### RECORD LIST
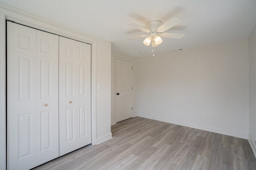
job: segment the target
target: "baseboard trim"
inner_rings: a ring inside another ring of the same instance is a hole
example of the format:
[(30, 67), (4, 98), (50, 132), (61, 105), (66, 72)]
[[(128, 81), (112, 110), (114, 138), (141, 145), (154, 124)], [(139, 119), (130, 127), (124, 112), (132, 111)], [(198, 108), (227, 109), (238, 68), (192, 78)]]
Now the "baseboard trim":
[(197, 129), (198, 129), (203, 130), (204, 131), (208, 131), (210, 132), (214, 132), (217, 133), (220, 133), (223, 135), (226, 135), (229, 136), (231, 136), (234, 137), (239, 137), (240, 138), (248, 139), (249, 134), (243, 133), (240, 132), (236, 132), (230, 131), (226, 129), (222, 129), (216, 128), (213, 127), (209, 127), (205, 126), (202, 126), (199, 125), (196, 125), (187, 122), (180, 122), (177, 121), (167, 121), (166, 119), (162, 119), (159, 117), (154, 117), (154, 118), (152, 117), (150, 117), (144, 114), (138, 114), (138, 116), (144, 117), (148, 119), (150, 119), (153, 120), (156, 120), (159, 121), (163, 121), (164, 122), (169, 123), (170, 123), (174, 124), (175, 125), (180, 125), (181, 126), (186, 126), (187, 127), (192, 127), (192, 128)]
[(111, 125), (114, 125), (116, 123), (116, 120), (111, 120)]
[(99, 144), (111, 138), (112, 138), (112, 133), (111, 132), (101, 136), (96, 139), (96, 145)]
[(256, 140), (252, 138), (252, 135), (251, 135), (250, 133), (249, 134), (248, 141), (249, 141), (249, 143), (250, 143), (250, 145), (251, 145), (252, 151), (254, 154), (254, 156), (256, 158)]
--
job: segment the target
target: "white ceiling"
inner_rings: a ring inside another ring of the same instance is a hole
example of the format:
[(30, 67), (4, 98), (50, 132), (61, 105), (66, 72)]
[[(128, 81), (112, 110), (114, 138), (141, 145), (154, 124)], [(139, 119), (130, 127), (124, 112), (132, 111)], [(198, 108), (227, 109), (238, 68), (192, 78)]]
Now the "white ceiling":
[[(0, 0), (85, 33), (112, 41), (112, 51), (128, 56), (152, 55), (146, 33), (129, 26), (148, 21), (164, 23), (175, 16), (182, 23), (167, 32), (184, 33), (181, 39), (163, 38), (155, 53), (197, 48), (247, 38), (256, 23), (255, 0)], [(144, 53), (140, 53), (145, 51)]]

### WRITTEN TASK
Pull out each line in the rows above that contains the string "baseboard" and copy those lines out in full.

### ANSWER
target: "baseboard trim"
Now the "baseboard trim":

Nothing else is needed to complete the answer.